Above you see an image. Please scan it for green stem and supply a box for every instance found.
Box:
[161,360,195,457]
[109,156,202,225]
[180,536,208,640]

————

# Stated task
Reproduce the material above with "green stem" swapped for "plant stalk" and every other character left as is.

# Answer to the problem
Above you see an image. Please scan it for plant stalk and supply a box for every instance found.
Box:
[161,360,195,457]
[109,156,202,225]
[180,536,208,640]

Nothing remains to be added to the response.